> **AIM**: Starting at the line that contains "# test: identify one keypoint per instance of the bokeh" and continuing through the end of the listing, repeat those lines with "blurred light spot" substituted for "bokeh light spot" and nothing else changed.

━━ ENTRIES PROVIDED ━━

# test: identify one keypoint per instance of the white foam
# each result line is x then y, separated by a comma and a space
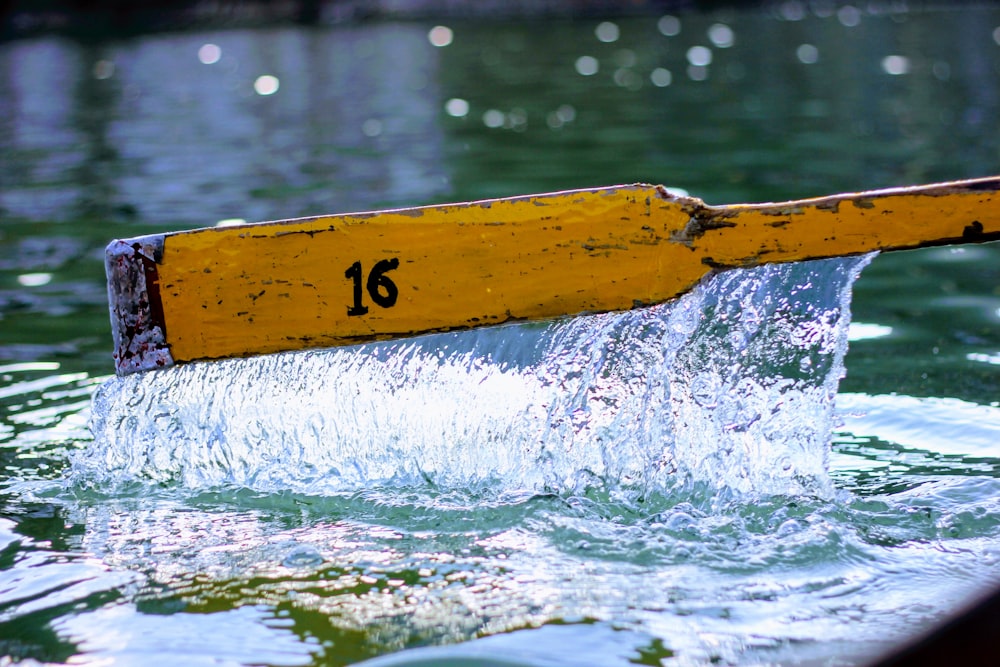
731, 384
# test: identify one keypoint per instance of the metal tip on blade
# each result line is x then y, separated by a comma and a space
137, 323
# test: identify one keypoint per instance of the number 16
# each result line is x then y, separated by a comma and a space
380, 288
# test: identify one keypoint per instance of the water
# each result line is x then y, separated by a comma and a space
689, 484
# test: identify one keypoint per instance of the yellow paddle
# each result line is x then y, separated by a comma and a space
336, 280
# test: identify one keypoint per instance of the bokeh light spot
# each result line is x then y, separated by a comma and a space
721, 35
807, 53
457, 107
661, 77
699, 56
669, 26
896, 65
607, 31
587, 65
209, 54
440, 35
266, 84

━━━

> **WRITTEN ANSWER**:
# test: identify one keypoint per instance of the blurred light spot
# each result line is x then y, separated by a comma and a space
721, 35
807, 53
457, 107
661, 77
699, 56
669, 26
896, 65
607, 31
587, 65
209, 54
440, 35
266, 84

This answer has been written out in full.